The data →
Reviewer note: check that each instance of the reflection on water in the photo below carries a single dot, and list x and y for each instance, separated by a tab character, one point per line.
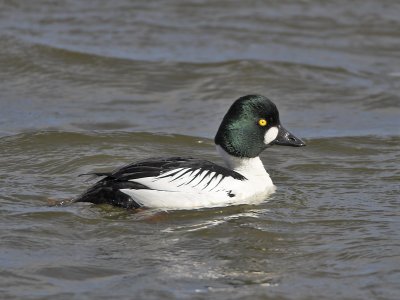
91	87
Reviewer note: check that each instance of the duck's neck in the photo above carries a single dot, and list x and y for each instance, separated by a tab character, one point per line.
245	166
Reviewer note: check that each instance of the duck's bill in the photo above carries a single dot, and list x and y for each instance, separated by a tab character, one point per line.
285	138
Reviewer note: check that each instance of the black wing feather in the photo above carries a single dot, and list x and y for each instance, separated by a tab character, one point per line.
107	190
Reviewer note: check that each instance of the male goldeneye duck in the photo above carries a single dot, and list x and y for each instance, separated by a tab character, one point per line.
250	126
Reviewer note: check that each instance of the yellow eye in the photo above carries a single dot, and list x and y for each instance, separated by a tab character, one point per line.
262	122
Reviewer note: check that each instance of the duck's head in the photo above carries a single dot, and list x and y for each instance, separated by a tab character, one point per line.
251	125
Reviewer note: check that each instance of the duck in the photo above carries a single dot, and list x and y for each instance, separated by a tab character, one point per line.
250	126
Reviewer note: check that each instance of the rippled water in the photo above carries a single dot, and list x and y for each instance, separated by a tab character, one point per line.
91	86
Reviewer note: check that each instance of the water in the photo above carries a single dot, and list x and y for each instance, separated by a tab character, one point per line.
92	86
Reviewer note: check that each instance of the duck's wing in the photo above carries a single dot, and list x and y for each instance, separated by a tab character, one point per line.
161	182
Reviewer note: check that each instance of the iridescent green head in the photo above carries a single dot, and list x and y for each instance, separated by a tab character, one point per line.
251	125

Requirement →
Every line above should be transcribed exactly, though no image should be carried over.

Answer for this exercise →
Reviewer note: check that each instance of the reflection on water in the photo below carries a single dot, and list x and y for each instance, separated by a tab character, one point per line.
91	87
Reviewer note: check that each instance of the duck's neck in the photo above carries a single dot, and list x and y for each instance, separated by a tab character, one point per line.
245	166
Reviewer note: check that each instance of the duck's bill in the photo above carries a single dot, and list x and y for each instance, separated by a tab character, one point per line.
285	138
Reviewer note: check that each instance of the black wing feather in the photo above carries a single dot, and list x and y for each instance, separated by a tab character, one point per line.
107	190
Reviewer note: check that each instance of the male goldeneye duck in the photo above carries a single dot, and list x and y for each instance, separated by a tab character, one point per line.
250	126
Reviewer note: check that each instance of the yellow eye in the photo above carries a single dot, and list x and y for each instance, separated by a tab character, one point per line.
262	122
Reviewer note: check that each instance of the duck's head in the photo above carries a single dot, and list x and y for each instance, separated by a tab character, one point per line.
251	125
Reviewer note: check that each instance of the duck in the photo above carries a single dot, and list x and y for each instance, separated by a tab character, one point per line.
250	126
Reviewer note: check that each instance of the rippled water in the photo above carries a single dot, and list x and y for each instance, separated by a tab character, one point per line.
91	86
Reviewer note: check that each instance of the water in the photo above carries a single dot, and list x and y for each instance, separated by a tab character, one point per line.
92	86
Reviewer note: check that each instance of the duck's wing in the photo above carries a single dot, and list x and y for each instance, separated by a tab character, one point per line.
161	182
Reviewer note: check that each instance of the iridescent green head in the photo above carries a single dot, and list x and y for each instance, separated by a tab character, one point per line.
251	125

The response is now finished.